-------- Data to use --------

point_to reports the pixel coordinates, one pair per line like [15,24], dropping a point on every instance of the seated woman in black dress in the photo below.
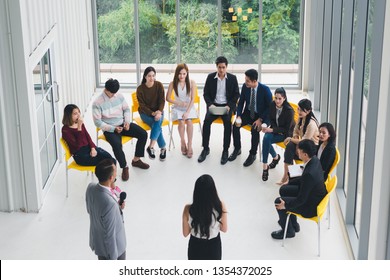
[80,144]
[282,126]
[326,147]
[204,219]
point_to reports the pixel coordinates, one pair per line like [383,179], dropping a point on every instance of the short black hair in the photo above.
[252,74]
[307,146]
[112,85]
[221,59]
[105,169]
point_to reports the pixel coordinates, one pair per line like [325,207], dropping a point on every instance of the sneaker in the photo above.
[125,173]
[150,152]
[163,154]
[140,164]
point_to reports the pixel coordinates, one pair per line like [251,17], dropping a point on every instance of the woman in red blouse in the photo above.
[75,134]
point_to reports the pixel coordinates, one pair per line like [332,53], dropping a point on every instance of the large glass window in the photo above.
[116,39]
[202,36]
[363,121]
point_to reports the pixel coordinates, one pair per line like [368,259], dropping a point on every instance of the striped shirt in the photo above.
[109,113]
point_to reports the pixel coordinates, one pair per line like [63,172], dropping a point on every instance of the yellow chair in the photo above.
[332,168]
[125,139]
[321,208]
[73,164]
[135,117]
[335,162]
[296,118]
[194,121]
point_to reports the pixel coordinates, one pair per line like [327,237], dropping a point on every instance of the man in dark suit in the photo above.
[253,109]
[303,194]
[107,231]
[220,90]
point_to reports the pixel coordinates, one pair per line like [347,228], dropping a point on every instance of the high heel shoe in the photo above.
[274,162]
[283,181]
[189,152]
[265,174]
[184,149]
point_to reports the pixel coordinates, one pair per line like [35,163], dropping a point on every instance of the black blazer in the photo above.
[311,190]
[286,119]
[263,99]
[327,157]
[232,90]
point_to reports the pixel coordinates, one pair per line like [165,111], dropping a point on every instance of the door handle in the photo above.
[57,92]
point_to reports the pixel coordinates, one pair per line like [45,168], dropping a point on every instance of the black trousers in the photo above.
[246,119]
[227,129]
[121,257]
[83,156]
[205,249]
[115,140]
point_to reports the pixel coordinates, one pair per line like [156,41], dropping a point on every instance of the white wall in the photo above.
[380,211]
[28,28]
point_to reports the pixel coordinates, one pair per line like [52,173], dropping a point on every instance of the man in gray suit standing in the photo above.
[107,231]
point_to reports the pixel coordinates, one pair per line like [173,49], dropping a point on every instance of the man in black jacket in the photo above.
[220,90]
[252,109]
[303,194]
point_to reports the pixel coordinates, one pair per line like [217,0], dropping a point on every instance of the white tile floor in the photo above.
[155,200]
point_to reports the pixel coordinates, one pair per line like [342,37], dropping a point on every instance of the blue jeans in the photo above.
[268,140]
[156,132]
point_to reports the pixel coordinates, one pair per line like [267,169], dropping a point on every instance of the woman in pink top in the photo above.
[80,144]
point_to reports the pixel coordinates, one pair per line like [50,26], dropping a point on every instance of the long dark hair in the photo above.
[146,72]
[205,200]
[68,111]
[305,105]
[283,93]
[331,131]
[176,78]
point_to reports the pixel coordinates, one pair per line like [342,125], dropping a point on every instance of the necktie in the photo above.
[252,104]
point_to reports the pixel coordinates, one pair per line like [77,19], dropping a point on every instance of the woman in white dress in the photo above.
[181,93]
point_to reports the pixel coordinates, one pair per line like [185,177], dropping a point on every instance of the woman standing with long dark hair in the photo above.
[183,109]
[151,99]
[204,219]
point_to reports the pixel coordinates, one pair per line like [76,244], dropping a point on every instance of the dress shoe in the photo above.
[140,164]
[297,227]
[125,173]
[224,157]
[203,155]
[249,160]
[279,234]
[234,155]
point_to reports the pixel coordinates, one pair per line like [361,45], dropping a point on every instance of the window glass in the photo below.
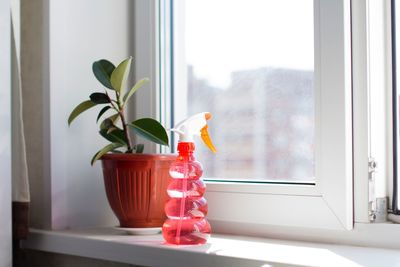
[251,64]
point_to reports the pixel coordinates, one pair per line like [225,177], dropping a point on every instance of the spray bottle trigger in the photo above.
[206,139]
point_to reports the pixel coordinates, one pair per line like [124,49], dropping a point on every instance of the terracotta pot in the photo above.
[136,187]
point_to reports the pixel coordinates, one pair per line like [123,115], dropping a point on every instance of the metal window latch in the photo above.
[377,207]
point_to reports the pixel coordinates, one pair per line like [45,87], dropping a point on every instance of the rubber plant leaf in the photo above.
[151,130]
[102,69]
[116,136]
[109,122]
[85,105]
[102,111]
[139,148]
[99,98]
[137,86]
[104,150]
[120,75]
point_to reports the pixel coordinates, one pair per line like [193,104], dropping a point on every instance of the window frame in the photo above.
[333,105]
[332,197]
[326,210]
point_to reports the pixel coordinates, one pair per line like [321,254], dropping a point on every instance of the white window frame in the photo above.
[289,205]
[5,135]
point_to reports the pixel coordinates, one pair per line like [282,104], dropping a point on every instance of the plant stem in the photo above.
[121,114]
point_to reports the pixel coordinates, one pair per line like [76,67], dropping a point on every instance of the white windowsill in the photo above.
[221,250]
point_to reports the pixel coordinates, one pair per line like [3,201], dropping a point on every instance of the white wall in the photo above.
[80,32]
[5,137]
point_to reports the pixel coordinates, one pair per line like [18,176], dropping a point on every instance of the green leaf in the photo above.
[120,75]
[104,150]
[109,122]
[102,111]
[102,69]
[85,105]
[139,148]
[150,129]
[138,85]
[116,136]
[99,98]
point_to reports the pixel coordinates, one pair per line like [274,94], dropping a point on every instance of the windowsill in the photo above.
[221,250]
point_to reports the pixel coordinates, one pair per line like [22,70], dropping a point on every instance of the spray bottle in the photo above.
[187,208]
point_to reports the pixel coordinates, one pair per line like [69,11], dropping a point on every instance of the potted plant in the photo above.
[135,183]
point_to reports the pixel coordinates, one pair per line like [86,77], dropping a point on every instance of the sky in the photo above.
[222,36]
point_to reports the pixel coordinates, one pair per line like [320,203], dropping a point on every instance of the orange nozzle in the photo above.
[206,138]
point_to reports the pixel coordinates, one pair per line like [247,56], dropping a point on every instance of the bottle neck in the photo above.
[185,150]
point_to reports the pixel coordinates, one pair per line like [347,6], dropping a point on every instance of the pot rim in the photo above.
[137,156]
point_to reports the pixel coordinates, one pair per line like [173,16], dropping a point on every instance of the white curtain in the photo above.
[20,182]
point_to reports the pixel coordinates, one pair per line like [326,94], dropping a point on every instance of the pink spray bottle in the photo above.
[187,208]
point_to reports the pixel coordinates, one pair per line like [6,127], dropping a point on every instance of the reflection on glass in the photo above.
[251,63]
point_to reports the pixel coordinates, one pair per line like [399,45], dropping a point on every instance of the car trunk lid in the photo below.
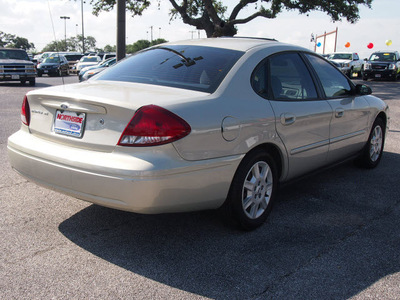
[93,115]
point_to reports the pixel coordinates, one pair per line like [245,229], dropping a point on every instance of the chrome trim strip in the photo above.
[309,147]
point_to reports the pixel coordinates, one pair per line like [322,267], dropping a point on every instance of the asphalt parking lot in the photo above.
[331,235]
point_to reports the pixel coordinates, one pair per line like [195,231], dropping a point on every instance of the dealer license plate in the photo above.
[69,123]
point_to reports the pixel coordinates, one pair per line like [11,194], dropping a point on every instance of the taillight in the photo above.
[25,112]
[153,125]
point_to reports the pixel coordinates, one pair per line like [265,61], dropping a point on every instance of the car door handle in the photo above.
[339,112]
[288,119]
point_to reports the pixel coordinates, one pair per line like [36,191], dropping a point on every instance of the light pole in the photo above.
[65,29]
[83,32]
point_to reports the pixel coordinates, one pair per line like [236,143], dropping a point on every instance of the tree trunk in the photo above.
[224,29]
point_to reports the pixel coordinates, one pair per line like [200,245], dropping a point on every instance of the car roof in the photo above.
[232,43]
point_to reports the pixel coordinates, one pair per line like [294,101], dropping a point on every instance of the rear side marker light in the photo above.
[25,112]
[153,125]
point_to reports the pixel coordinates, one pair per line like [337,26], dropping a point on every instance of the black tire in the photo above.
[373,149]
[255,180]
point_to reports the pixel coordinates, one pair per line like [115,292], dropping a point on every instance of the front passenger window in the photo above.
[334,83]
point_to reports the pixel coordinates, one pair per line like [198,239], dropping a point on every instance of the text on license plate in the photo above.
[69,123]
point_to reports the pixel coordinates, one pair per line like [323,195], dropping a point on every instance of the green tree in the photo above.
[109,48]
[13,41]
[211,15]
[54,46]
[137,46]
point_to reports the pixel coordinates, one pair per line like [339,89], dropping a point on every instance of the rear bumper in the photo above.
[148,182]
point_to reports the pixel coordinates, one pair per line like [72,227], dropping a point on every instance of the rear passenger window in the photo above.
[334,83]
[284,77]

--------

▸ **About this exercise**
Starting at the line that holds "tire in the photo above.", set down each line exactly through the last line of the records above, and no others.

▸ **Result for this exercise**
point_to reports the pixel coordinates, one pair per line like [337,26], dropping a point on every instance of the black tire in the photo above.
[373,149]
[255,180]
point_to reports the pixel coordinates, one pair per line like [115,292], dropping a point on every instance of the front passenger window in the photo above.
[334,83]
point_to reports the pixel coordinates, one pair per line like [198,239], dropping a point on every instance of the text on license plate in the photo above.
[69,123]
point_to reports the pixel coordinates, one pair per line like [323,195], dropping a point on every instance of the green tree in the photo above.
[109,48]
[13,41]
[211,15]
[54,46]
[137,46]
point_to reports the pixel coordinates, one pair per line like [339,89], dropping a point on every instance of the rear bumper in the photo above.
[148,182]
point_to reports the pixel coordinates, one pair per line like [72,227], dropping a point on every instance of the rear passenger window in the photo above.
[334,83]
[284,77]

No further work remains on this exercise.